Extract to read —
Frequent Salmon Terminology

  • Imprinting – memorizing how to get back to home waters
  • Camouflage – changing body colors to hide from predators
  • Eyes – lidless, bird-like, views to each side, unlike forward bicameral mammal vision
  • Gills – like lungs that extract oxygen from air, gills extract oxygen from water
  • Fins – used to maneuver
  • Muscles – used to give power to fins
  • Home waters – the place to return to spawn, also known as natal or native waters
  • Freshwater – birth and later, spawning waters (creeks, rivers, lakes)
  • Saltwater – rapid and significant feeding and growth waters (estuaries, Puget Sound, ocean)
  • Estuary – rapid growth area with mix of fresh and saltwater; tidal exchange
  • Venema Creek – imprinting tributary of Pipers Creek; major tributary of Pipers Creek
  • Pipers Creek – main channel where most fish spawn; Pipers Creek Watershed
  • Puget Sound – estuary where salmon species smolt before migrating to the Pacific Ocean
  • Pacific Ocean – adult feeding zone following food and temperature currents
  • Watershed – all the water that flows to a common low location
  • Eggs – newly fertilized with milt (male sperm)

Assignment — Retype the part of the salmon terminology list that begins at the words "Frequent Salmon Terminology" and stops after "(creeks, rivers, lakes)", with no changes.

Source material —
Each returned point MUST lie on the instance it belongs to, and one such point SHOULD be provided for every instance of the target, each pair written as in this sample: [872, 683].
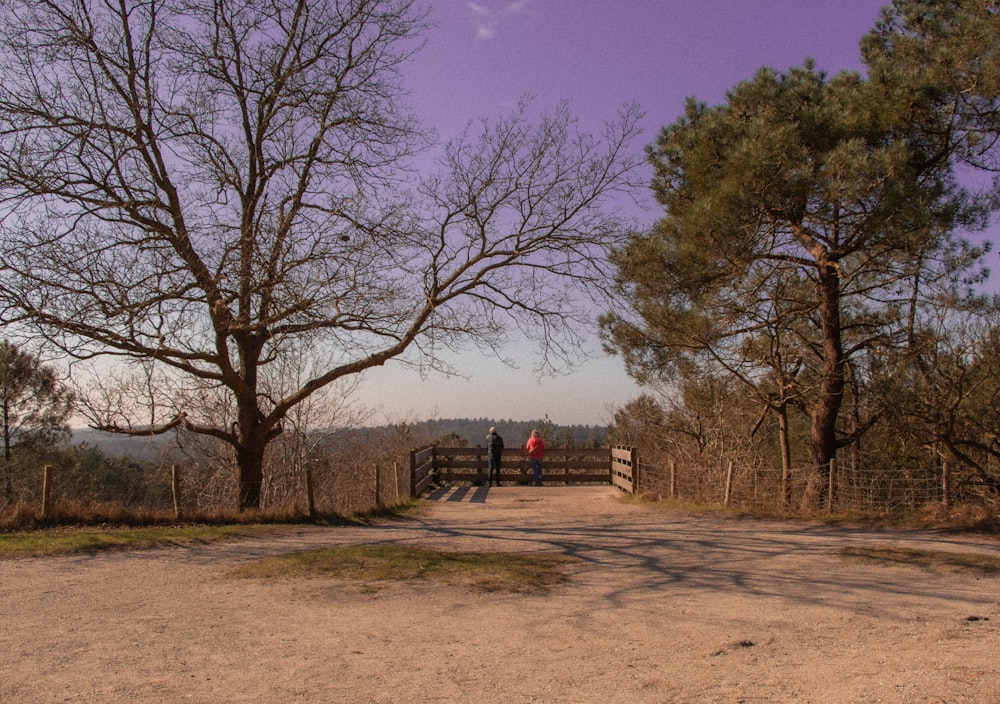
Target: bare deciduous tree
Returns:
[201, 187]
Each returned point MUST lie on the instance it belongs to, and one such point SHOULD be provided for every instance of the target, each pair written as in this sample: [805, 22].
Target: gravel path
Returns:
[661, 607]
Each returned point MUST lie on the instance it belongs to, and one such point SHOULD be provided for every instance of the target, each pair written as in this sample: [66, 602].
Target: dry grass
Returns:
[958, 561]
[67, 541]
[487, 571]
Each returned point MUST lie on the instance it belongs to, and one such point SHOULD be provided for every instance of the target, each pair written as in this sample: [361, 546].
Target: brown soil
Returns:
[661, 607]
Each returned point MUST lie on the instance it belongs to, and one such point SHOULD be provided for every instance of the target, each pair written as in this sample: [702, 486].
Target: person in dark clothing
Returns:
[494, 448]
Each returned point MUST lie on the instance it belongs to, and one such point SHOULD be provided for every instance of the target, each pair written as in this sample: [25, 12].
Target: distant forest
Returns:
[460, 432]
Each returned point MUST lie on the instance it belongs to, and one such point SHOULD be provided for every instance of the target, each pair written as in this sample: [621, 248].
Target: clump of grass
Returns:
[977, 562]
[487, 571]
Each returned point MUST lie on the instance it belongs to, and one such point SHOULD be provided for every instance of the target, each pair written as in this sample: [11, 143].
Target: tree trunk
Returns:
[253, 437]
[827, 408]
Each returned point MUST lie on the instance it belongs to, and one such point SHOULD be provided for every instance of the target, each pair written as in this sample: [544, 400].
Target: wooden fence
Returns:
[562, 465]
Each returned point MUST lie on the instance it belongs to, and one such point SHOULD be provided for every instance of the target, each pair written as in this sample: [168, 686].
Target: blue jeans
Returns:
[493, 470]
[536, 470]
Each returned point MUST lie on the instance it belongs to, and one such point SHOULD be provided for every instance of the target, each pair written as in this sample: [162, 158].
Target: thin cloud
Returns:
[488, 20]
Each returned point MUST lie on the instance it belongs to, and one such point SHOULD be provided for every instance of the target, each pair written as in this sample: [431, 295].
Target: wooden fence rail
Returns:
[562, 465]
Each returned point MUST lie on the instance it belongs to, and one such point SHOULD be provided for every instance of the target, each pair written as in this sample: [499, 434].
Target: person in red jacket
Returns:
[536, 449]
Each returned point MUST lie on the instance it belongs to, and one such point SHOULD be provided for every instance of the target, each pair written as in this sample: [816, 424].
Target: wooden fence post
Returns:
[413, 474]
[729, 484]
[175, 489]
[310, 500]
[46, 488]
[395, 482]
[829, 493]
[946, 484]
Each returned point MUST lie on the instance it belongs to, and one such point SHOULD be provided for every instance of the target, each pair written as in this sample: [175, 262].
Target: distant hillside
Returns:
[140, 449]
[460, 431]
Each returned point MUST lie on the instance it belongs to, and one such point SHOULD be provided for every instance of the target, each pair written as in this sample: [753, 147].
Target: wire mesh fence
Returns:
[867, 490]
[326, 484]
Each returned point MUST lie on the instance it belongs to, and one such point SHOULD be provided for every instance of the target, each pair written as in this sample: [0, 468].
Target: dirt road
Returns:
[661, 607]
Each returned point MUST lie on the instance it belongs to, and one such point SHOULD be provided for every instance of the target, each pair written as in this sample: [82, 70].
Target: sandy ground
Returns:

Response —
Frequent Salmon Terminology

  • Imprinting – memorizing how to get back to home waters
  • Camouflage – changing body colors to hide from predators
  • Eyes – lidless, bird-like, views to each side, unlike forward bicameral mammal vision
  • Gills – like lungs that extract oxygen from air, gills extract oxygen from water
  • Fins – used to maneuver
  • Muscles – used to give power to fins
  • Home waters – the place to return to spawn, also known as natal or native waters
  • Freshwater – birth and later, spawning waters (creeks, rivers, lakes)